= Task to complete =
Update the part of the material that opens with the line containing "QA check: does the butterfly" and runs through the end of the material, changing "head" to "wing" and leaving everything else the same. Give back only that part.

[A run of records]
=======
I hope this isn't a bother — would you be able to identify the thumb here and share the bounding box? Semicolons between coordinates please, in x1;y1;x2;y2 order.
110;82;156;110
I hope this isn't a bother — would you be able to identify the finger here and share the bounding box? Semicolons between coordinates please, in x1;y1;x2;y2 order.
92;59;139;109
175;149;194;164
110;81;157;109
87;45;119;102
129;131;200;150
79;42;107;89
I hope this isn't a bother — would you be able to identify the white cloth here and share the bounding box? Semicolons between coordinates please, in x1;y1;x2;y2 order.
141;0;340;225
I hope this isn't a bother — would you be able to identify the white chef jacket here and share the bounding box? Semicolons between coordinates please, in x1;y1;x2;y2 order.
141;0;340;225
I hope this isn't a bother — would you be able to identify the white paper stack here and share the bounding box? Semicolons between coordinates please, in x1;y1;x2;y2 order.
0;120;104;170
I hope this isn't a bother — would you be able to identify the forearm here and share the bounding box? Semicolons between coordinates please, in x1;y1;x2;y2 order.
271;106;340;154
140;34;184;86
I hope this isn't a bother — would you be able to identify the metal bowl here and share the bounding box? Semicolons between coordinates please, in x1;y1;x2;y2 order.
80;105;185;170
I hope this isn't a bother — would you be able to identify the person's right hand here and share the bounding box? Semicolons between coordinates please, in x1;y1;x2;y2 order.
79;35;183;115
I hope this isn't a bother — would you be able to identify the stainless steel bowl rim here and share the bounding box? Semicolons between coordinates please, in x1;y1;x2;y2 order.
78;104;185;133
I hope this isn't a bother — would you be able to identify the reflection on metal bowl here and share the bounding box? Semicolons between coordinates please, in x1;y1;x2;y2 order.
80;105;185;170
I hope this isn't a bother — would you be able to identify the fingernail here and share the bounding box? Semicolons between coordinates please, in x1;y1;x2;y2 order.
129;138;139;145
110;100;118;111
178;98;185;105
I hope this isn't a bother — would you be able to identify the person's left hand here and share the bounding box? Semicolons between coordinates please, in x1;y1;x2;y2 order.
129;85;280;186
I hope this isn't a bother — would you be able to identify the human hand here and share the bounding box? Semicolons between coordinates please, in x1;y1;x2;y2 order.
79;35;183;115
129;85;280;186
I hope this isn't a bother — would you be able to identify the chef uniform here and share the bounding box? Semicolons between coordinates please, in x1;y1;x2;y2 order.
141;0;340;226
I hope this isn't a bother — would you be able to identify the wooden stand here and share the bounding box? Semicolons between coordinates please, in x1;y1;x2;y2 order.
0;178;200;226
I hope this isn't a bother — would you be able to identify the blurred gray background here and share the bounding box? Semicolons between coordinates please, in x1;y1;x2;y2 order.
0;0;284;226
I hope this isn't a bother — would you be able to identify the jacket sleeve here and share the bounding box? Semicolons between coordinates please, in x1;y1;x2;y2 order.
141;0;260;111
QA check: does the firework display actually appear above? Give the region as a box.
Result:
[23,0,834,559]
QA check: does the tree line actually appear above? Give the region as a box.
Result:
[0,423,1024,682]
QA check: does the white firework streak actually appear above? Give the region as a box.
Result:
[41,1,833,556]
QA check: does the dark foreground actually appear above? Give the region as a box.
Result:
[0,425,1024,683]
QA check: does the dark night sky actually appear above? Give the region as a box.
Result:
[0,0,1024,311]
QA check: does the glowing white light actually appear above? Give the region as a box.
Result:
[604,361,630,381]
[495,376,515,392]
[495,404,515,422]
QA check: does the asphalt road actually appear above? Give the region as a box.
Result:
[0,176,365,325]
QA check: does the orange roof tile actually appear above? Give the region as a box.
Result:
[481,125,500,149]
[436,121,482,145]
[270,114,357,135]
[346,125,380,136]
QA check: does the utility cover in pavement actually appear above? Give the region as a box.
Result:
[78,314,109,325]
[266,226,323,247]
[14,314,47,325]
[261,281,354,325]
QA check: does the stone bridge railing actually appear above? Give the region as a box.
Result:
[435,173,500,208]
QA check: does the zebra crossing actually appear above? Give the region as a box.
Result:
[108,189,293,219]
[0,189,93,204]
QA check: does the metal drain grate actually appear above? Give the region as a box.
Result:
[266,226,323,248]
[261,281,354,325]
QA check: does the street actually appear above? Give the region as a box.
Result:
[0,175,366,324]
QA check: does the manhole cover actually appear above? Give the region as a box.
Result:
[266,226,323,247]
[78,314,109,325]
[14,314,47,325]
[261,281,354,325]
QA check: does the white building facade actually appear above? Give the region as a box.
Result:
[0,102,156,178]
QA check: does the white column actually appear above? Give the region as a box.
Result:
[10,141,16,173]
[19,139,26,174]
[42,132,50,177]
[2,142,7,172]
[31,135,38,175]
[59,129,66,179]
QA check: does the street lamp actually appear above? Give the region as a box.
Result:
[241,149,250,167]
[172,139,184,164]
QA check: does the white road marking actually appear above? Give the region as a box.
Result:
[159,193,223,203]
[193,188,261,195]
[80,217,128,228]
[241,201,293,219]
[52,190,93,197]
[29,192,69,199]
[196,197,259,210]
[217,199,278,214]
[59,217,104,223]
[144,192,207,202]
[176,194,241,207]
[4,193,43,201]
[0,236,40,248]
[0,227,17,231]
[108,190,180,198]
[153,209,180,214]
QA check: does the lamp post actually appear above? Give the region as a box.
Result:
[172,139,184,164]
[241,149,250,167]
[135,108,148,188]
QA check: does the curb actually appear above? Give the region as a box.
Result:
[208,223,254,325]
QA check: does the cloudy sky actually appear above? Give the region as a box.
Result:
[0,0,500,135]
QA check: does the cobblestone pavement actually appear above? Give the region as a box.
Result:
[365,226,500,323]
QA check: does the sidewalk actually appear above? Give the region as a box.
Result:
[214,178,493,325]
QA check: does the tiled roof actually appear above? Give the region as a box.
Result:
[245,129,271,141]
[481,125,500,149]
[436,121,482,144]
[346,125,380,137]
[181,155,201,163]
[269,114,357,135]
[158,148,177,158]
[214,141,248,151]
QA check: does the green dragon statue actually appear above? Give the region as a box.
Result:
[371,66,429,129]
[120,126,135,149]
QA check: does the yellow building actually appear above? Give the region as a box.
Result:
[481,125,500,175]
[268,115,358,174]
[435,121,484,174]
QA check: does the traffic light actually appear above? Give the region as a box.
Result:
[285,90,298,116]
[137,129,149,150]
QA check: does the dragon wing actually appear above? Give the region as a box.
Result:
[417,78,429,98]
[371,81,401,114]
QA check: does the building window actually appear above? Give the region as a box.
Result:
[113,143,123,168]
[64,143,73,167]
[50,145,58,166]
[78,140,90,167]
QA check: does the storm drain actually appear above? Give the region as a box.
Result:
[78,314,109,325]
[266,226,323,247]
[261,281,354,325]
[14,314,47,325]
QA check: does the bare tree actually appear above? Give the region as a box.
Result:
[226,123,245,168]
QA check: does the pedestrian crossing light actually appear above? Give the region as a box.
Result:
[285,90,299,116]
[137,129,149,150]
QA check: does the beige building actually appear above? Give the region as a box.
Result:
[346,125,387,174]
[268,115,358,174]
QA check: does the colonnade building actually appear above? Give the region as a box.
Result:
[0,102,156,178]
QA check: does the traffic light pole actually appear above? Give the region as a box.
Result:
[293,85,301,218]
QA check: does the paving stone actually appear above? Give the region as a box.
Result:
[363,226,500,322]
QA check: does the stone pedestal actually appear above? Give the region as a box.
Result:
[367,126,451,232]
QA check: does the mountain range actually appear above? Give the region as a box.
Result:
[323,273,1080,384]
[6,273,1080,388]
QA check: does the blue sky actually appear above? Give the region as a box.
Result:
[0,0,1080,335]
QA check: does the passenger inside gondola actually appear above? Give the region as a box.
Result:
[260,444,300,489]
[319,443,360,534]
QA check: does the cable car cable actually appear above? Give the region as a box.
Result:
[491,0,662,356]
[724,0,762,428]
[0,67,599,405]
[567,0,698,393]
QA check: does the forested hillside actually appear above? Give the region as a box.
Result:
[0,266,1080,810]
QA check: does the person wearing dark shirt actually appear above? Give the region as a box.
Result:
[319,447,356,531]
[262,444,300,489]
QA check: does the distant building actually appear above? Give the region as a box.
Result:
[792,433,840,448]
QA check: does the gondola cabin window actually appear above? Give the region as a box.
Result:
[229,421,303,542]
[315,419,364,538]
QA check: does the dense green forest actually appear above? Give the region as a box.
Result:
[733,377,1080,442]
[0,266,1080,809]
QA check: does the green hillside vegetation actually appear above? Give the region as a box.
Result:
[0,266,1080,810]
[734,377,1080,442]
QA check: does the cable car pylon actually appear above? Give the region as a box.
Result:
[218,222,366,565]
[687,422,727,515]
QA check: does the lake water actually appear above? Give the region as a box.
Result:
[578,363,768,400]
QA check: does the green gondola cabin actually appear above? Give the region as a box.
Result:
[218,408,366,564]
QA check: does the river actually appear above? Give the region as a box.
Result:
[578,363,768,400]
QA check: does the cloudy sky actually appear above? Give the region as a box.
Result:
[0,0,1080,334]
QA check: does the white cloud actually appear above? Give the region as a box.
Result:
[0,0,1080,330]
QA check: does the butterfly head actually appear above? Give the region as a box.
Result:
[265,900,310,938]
=======
= Task result =
QA check: does the butterfly wing actually appear above? Give the region as a box.
Result:
[265,900,310,938]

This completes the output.